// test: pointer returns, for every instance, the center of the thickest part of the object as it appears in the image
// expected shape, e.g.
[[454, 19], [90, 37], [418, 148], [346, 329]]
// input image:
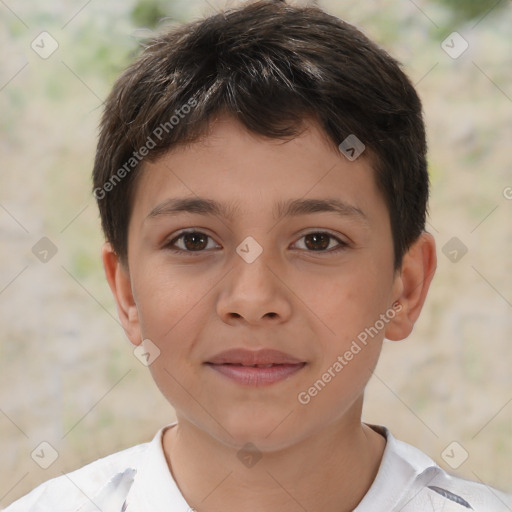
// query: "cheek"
[[166, 301]]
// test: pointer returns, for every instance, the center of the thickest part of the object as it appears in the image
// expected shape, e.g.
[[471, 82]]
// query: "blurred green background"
[[67, 374]]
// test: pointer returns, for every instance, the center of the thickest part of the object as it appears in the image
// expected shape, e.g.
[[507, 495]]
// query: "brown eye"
[[195, 241], [317, 241], [322, 242]]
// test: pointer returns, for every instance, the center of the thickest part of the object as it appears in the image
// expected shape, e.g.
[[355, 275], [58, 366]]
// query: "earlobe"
[[118, 278], [411, 286]]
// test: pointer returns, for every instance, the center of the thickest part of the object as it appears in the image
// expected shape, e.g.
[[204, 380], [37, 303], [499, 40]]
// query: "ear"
[[411, 285], [118, 278]]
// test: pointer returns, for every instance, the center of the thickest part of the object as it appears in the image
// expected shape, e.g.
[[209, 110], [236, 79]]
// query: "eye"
[[321, 241], [190, 241]]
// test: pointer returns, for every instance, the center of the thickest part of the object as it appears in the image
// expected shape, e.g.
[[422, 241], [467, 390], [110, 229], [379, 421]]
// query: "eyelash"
[[170, 245]]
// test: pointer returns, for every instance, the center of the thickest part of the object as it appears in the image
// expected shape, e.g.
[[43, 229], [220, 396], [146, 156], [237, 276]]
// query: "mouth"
[[261, 368]]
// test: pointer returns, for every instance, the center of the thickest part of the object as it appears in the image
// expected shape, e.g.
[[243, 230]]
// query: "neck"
[[329, 470]]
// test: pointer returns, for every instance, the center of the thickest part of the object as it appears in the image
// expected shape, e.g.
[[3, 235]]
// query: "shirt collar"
[[155, 490], [400, 466]]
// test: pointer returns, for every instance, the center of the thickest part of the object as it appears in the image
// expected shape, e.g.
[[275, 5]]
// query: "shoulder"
[[79, 486]]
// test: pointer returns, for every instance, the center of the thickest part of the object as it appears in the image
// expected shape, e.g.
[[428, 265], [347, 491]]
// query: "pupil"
[[316, 238], [198, 241]]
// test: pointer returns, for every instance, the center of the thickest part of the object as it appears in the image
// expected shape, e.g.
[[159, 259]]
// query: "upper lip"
[[249, 357]]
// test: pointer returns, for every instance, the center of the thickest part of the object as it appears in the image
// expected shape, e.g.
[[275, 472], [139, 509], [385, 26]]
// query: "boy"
[[262, 184]]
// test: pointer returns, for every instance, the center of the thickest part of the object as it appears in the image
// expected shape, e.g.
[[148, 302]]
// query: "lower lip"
[[253, 376]]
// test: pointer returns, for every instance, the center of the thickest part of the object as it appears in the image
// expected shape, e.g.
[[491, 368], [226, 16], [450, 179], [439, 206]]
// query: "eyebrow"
[[291, 208]]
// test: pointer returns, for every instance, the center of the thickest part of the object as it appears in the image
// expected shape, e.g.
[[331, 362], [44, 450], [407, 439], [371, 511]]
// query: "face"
[[297, 257]]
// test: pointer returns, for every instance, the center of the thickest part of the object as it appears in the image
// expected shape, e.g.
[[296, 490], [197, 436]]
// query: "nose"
[[254, 293]]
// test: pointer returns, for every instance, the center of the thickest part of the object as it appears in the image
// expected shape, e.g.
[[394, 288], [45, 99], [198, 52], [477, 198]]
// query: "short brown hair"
[[270, 65]]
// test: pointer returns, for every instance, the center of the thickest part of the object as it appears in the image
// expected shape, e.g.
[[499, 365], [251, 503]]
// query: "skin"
[[308, 303]]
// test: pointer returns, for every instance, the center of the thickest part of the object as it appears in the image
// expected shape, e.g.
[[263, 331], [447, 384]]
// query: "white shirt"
[[138, 479]]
-*-*-
_EXERCISE OBJECTIVE_
Reproduce all entries exactly. Pictures do not belong in the copy.

_SOLUTION TO THIS TASK_
// test: pointer returns, for every instance, the center of the thickest part of the object as it appears in the image
// expected shape, e.g.
[[454, 19], [90, 37], [418, 148], [346, 329]]
// input image:
// query: "cheek"
[[166, 301]]
// test: pointer returns, for every instance, the center of the thickest part of the object as it appears in the image
// expected shape, e.g.
[[471, 82]]
// query: "blurred green background"
[[67, 374]]
// test: pointer returns, for every instance, the center of the thickest part of the object as it appears in the image
// expected shape, e.g.
[[507, 495]]
// query: "brown eye"
[[195, 241], [317, 241], [322, 242]]
// test: pointer returns, for every instance, the center of the thickest part of the object as it appears in the image
// expected shape, e.g.
[[355, 275], [58, 366]]
// query: "earlobe"
[[118, 278], [411, 286]]
// test: pointer returns, for every instance, the center of the thickest part of the object as it appears in the image
// expected shape, e.g.
[[204, 380], [37, 303], [499, 40]]
// query: "ear"
[[411, 285], [118, 278]]
// test: pointer returns, for every instance, the center of the thickest part of the object as it appears in the image
// expected shape, e.g.
[[209, 110], [236, 79]]
// query: "eye"
[[321, 241], [190, 241]]
// test: pointer returns, for every instance, the center of the thickest part of the object as it appears in the image
// expected shape, e.g.
[[422, 241], [467, 390], [110, 229], [379, 421]]
// query: "eyelash"
[[170, 245]]
// test: pointer returns, for every instance, the center of the thickest part of the object as it appears in the image
// expected shape, e.g.
[[43, 229], [220, 396], [146, 156], [237, 276]]
// query: "mouth"
[[261, 368]]
// test: pointer returns, for every instance, the center of the thickest part of the object as it appears in the image
// expected shape, e.g.
[[243, 230]]
// query: "neck"
[[329, 470]]
// test: pointer returns, for every instance, the center of the thickest part of the object as it appears in the image
// expected shape, e.g.
[[3, 235]]
// query: "shirt collar"
[[155, 490], [400, 466]]
// test: pointer returns, for every instance, the center of the thickest part of the object as it appears in the image
// expected shape, e.g.
[[275, 5]]
// query: "shoulder"
[[79, 486]]
// test: pointer returns, for every instance, the center of the thickest part of the object as it appears in the image
// expected shape, e.g.
[[428, 265], [347, 491]]
// query: "pupil"
[[316, 238], [198, 241]]
// test: pointer returns, for every instance, the center of the thickest part of the object as it appears in the image
// expected shape, e.g.
[[159, 259]]
// query: "upper lip"
[[249, 357]]
// test: pointer returns, for every instance, the center of the thickest part of the object as it appears in the image
// expected shape, e.g.
[[275, 472], [139, 509], [385, 26]]
// query: "boy"
[[262, 184]]
// test: pointer returns, for every instance, the center of the thickest part of the object as it appears in the image
// expected shape, e.g.
[[148, 302]]
// query: "lower lip"
[[253, 376]]
// test: pointer returns, for every instance, the center of the thickest part of the object as it appears in the image
// expected shape, e.g.
[[491, 368], [226, 16], [450, 179], [439, 206]]
// query: "eyebrow"
[[291, 208]]
// test: pointer returns, for every instance, the center of the thickest part of the object as it appears in the image
// expected shape, e.g.
[[331, 362], [44, 450], [407, 439], [371, 511]]
// query: "face"
[[297, 257]]
// test: pointer returns, for every instance, the center of the thickest part of the object as it appears in the image
// expected shape, e.g.
[[296, 490], [197, 436]]
// query: "nose"
[[254, 293]]
// test: pointer returns, for every instance, the center of the thickest part of the object as it appears in the image
// expected shape, e.g.
[[394, 288], [45, 99], [198, 52], [477, 198]]
// query: "short brown hair"
[[270, 65]]
// test: pointer returns, for every instance, the center of the thickest part of the object as it appears in the image
// expected shape, e.g.
[[499, 365], [251, 503]]
// query: "skin"
[[308, 303]]
// test: pointer returns, for every instance, the center of the thickest part of the object as it appears in the image
// expected shape, e.g.
[[263, 331], [447, 384]]
// query: "white shirt"
[[138, 479]]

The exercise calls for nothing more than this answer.